DIRECTIONS - From the passage on pseudohyperkalemia below, reproduce word for word the portion starting at "In Table 2, the" and ending at "platelet count alone.".

SELECTED EXTRACT -
____________________
In Table 2, the predicted increases in serum potassium using the above formula are compared with those obtained from the actual measurements in a patient with polycythemia vera. It is clear that the above formula predicts a more reliable estimate of pseudohyperkalemia than the platelet count alone.
DISCUSSION
In predicting the magnitude of pseudohyperkalemia associated with thrombocytosis, previous investigations considered only the amount of potassium released from the platelets during blood clotting. The amount of potassium released during clotting depends on two factors: the amount of potassium in the platelets and the fraction released. The potassium content of the platelets depends mainly on the number of platelets, but size can play a role. For example, in a patient with megakaryocytic leukemia reported by Hartmann et al., pseudohyperkalemia (serm potassium 10mEq/L) was associated with a platelet count of only 642,000/mm32). In most instances, however, the size of the platelet does not seem to vary much.
In our study of 8 hospitalized patients and 7 normal controls, the variation in MPV (mean platelet volume) was less than 20%. To a much smaller extent, the amount of potassium for a given weight of platelets may depend on the cause of thrombocytosis. In normal subjects, potassium per kg of wet weight of platelets was 69.1 mEq, whereas the figures were 71.2 mEq, 74.8 mEq, and 76.1 mEq, respectively, for chronic myeloid leukemia, myeloid metaplasia, and polycythemia vera2).
The percentage of potassium released from each platelet during clotting and the rapidity of its release may also depend on the cause of thrombocytosis; it has been suggested that potassium release occurs more readily in patients with polycythemia vera and myeloproliferative disorders than in normal patients and in other hematological disorders2,3). Whether the observed difference in the degree of pseudohyperkalemia with different types of thrombocytosis is due to differences in the speed of degranulation or absolute differences in the fractional potassium release is not known. In the former case, the extent of pseudohyperkalemia would depend on the duration of the delay before the serum is separated.
____________________
INFORMATION -
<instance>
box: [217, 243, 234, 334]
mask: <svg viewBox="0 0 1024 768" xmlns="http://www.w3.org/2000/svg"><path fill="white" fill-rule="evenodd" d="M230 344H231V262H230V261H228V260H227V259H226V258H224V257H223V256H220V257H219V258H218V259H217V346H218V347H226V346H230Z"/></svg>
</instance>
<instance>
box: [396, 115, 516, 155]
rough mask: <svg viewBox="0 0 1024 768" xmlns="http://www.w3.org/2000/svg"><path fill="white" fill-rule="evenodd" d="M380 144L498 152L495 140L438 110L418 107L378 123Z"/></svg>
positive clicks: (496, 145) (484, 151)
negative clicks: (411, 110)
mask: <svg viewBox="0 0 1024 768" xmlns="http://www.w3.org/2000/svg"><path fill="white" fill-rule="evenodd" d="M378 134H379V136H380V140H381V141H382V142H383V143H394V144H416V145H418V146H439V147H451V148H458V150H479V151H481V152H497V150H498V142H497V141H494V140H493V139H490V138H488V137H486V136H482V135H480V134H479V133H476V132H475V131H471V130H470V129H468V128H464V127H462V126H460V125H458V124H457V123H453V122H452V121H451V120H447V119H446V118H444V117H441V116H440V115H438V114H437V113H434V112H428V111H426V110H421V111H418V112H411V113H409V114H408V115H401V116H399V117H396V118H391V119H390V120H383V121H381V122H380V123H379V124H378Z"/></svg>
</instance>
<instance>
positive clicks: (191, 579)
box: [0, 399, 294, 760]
____________________
SOLUTION FOR THIS PROBLEM -
In Table 2, the predicted increases in serum potassium using the above formula are compared with those obtained from the actual measurements in a patient with polycythemia vera. It is clear that the above formula predicts a more reliable estimate of pseudohyperkalemia than the platelet count alone.